# INFORMATION GIVEN
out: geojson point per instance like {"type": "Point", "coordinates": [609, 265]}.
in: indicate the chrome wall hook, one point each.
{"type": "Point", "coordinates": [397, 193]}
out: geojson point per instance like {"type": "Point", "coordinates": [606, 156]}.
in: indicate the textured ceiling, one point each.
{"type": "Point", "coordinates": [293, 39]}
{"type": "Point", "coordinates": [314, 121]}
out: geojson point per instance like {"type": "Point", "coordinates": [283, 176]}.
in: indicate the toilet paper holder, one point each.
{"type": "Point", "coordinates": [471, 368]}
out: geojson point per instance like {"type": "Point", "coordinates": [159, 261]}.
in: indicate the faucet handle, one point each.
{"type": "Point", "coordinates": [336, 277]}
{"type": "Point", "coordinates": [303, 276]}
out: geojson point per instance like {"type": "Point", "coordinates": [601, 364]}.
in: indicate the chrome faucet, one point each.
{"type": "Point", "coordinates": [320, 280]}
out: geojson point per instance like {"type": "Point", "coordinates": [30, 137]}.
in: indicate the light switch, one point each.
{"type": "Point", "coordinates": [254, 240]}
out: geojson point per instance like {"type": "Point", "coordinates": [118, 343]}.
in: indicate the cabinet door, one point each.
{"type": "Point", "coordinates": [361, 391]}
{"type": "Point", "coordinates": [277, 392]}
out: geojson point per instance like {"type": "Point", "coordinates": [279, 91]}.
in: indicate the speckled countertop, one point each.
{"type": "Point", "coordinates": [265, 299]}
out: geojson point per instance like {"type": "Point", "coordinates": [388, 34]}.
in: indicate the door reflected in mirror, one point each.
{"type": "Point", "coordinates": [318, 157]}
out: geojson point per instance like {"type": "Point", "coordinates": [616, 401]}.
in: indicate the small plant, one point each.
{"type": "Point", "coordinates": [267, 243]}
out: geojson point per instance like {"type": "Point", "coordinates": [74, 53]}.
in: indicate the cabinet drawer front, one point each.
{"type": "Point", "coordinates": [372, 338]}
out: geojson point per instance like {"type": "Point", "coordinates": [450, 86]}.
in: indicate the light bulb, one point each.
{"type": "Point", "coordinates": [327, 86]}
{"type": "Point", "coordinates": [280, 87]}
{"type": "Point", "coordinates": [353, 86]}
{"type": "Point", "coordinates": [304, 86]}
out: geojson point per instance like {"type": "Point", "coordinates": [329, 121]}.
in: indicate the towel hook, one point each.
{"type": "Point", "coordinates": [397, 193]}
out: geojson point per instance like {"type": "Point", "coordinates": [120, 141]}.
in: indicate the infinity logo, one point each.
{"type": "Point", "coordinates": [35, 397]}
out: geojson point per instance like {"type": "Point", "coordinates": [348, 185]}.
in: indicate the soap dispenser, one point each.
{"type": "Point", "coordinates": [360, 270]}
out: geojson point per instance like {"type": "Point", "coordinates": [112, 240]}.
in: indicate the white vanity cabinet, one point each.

...

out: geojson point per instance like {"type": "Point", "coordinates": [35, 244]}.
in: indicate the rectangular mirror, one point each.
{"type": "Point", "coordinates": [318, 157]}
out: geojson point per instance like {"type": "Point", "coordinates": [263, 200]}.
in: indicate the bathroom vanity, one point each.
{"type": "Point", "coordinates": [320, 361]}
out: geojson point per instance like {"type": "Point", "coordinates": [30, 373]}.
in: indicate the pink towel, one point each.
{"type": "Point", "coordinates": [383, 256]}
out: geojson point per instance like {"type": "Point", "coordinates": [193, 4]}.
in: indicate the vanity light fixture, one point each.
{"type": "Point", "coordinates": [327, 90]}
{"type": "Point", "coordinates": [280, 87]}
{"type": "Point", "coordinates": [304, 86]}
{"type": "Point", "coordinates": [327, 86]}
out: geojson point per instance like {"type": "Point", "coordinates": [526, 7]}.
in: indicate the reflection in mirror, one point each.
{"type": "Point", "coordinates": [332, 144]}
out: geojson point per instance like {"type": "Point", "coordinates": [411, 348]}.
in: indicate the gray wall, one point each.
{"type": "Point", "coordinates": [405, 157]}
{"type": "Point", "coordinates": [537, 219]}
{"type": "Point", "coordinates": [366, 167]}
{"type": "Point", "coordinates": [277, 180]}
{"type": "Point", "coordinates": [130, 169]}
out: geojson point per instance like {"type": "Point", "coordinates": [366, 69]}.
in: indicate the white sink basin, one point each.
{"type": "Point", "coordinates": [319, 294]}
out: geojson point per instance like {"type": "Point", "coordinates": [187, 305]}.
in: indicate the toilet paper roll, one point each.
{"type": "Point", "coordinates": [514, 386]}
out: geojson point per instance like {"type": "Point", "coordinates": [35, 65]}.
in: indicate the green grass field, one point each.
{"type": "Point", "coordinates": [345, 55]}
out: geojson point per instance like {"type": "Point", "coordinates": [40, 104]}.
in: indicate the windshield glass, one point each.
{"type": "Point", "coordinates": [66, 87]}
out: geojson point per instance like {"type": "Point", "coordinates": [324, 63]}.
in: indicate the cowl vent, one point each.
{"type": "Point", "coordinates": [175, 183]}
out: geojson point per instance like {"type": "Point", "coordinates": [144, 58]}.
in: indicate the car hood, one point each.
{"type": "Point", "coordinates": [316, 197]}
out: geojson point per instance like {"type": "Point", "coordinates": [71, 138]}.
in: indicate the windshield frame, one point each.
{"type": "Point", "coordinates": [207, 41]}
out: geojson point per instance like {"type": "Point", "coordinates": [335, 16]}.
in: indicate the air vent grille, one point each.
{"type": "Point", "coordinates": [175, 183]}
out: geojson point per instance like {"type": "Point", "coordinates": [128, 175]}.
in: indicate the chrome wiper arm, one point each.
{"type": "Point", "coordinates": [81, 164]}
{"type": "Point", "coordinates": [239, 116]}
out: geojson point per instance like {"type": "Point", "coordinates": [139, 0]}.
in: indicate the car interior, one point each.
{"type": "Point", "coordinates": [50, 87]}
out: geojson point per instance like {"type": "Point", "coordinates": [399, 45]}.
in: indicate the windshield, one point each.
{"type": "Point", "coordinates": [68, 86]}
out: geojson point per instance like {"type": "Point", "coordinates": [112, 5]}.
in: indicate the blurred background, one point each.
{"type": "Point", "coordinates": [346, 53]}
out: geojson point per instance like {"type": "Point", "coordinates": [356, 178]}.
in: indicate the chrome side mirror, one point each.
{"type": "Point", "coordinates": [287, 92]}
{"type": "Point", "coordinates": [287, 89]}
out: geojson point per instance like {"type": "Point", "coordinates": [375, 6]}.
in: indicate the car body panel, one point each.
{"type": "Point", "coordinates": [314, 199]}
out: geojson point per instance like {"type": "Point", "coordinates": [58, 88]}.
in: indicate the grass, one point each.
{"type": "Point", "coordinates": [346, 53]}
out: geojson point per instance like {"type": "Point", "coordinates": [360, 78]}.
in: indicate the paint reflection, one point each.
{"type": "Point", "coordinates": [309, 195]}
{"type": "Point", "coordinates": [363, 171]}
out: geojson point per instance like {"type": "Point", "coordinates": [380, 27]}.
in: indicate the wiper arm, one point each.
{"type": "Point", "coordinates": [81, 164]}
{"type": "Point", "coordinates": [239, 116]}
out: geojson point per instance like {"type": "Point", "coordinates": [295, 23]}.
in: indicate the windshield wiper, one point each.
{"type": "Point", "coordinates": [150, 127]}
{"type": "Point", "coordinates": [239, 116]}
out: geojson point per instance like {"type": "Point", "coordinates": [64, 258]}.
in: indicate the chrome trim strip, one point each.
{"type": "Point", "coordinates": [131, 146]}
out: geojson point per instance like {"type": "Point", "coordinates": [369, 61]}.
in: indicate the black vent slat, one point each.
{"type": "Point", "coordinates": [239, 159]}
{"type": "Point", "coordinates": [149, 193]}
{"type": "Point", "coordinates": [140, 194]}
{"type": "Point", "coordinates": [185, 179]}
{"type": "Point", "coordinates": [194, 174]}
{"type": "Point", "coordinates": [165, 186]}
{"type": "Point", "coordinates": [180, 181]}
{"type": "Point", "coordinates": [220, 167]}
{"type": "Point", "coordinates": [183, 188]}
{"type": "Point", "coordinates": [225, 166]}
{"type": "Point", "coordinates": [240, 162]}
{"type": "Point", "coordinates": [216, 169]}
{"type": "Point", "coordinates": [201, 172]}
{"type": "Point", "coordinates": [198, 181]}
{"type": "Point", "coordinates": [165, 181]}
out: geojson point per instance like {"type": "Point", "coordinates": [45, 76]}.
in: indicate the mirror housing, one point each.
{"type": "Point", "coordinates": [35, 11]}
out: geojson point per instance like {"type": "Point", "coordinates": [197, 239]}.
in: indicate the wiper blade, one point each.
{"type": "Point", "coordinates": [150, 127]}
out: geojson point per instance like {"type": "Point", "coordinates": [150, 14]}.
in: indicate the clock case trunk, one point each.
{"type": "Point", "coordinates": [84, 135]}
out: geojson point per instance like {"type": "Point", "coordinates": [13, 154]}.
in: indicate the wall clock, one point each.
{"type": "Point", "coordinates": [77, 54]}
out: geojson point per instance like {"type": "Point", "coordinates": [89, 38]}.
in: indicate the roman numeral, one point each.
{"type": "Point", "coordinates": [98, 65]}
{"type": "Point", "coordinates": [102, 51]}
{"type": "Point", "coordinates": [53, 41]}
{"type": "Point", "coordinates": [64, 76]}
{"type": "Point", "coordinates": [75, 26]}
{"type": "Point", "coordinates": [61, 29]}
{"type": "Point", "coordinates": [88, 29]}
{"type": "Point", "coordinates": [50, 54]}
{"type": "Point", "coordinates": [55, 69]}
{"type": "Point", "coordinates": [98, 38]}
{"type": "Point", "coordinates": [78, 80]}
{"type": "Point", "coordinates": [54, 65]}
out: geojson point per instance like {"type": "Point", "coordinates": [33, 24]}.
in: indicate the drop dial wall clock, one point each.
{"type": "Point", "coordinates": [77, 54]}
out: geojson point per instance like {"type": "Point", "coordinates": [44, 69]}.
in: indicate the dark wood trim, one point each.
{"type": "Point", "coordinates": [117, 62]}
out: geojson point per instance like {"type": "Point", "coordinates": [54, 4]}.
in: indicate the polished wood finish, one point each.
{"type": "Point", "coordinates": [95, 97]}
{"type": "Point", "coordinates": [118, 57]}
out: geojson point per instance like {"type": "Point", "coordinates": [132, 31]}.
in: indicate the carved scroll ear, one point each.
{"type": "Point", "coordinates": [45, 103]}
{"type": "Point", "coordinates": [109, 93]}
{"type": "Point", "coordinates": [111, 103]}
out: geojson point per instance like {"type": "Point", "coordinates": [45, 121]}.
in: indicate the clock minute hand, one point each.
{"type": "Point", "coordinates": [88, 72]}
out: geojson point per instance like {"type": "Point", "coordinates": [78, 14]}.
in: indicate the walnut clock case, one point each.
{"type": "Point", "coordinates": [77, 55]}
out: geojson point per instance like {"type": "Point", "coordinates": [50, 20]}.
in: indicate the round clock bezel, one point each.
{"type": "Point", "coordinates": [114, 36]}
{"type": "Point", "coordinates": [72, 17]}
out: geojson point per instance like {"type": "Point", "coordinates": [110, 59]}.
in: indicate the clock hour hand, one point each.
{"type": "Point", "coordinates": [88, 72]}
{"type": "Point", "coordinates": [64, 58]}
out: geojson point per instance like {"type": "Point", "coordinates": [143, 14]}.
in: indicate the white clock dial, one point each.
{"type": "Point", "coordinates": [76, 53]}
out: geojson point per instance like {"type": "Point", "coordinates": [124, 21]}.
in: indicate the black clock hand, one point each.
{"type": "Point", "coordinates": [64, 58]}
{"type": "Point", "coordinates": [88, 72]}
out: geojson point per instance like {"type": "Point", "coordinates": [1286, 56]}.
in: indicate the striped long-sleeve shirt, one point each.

==

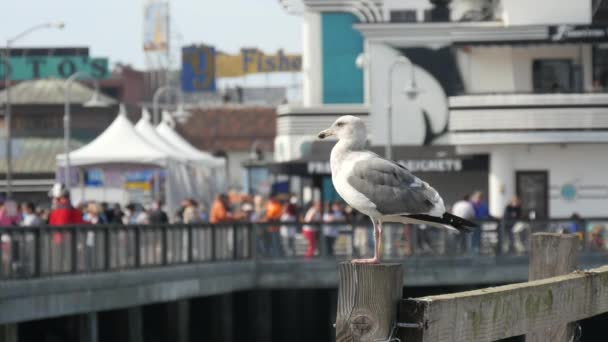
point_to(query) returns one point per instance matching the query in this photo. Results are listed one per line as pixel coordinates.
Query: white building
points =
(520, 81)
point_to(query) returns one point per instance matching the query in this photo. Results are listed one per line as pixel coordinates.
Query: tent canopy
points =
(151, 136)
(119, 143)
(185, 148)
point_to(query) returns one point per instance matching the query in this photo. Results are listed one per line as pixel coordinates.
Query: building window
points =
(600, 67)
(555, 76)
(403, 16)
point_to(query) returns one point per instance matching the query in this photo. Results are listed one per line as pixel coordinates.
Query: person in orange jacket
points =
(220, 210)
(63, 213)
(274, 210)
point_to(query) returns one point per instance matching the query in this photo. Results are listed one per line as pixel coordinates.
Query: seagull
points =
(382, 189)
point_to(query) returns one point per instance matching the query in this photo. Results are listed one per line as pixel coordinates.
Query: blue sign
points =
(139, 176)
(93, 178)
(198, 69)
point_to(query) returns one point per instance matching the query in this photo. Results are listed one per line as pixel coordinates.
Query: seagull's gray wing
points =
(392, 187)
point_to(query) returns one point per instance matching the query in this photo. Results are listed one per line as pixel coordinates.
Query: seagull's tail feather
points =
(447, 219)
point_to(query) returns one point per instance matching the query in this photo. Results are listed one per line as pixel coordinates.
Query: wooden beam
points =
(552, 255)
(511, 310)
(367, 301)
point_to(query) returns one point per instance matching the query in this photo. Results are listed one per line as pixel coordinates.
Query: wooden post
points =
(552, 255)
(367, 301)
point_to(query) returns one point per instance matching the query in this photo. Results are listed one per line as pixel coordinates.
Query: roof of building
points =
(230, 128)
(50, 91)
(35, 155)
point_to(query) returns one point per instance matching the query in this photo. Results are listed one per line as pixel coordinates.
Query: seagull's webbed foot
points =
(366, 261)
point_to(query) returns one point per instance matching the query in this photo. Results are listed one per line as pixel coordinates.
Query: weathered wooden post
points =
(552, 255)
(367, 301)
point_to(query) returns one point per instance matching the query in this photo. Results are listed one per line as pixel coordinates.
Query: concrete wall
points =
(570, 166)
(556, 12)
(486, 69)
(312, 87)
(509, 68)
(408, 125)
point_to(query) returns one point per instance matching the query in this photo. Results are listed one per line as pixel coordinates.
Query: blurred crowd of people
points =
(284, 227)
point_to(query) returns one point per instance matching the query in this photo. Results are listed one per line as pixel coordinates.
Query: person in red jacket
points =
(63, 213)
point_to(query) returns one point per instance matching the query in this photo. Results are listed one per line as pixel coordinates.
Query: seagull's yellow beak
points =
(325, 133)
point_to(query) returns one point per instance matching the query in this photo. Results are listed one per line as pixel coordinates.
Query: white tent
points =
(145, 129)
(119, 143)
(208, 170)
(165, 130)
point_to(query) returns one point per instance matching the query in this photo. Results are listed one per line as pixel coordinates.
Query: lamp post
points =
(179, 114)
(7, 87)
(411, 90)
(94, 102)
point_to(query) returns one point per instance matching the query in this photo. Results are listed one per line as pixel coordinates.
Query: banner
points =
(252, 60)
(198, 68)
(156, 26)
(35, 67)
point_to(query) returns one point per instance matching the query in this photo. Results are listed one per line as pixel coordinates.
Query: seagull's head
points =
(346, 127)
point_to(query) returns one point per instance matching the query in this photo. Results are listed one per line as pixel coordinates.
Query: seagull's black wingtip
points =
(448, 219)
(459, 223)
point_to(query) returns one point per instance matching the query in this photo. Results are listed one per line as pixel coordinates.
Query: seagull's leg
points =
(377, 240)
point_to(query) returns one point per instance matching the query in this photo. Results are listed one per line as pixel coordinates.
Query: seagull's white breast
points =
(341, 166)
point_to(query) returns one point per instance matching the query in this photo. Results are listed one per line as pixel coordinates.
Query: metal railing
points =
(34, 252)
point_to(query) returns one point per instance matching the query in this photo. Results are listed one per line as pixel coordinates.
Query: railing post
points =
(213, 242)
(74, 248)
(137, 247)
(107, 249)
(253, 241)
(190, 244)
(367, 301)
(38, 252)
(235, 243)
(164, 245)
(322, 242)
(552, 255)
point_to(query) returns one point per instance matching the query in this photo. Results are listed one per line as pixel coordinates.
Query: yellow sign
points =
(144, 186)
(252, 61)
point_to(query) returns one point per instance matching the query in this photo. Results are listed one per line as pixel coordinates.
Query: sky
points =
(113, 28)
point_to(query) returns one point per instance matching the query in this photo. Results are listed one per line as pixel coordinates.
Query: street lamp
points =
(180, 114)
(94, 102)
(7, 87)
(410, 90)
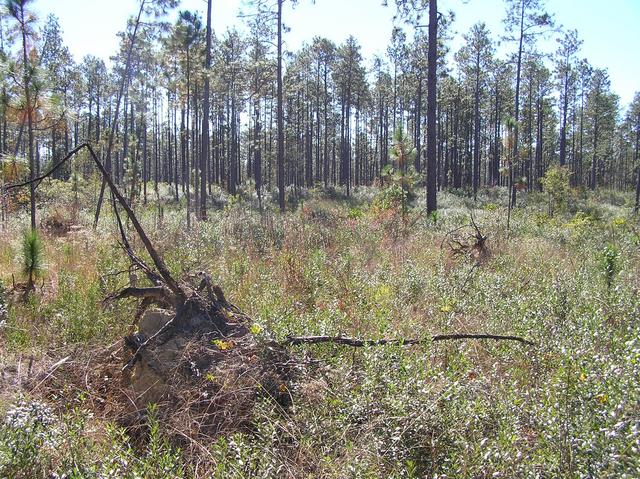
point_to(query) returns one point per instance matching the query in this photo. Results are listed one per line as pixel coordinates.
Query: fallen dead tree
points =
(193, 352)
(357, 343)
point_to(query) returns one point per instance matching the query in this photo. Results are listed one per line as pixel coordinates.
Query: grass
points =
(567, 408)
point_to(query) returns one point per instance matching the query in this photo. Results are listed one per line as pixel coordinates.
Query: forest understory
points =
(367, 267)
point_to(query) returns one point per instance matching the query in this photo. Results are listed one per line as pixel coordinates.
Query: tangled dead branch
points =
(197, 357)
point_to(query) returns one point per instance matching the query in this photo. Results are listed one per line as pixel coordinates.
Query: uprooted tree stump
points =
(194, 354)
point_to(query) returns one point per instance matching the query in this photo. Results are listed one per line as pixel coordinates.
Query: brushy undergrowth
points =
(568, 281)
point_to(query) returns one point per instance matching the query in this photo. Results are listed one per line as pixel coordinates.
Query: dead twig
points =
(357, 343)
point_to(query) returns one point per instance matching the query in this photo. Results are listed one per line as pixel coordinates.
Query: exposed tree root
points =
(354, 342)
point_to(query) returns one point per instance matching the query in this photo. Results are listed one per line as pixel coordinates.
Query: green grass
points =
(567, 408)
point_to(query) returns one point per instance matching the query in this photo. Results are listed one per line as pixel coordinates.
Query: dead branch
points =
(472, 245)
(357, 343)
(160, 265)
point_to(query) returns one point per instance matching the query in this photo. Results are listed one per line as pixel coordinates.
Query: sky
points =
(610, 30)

# WHAT YOU HAVE TO DO
Starting from the data above, filter for lines with "building" and copy each one.

# WRITTEN REPLY
Query: white building
Query: building window
Query: roof of building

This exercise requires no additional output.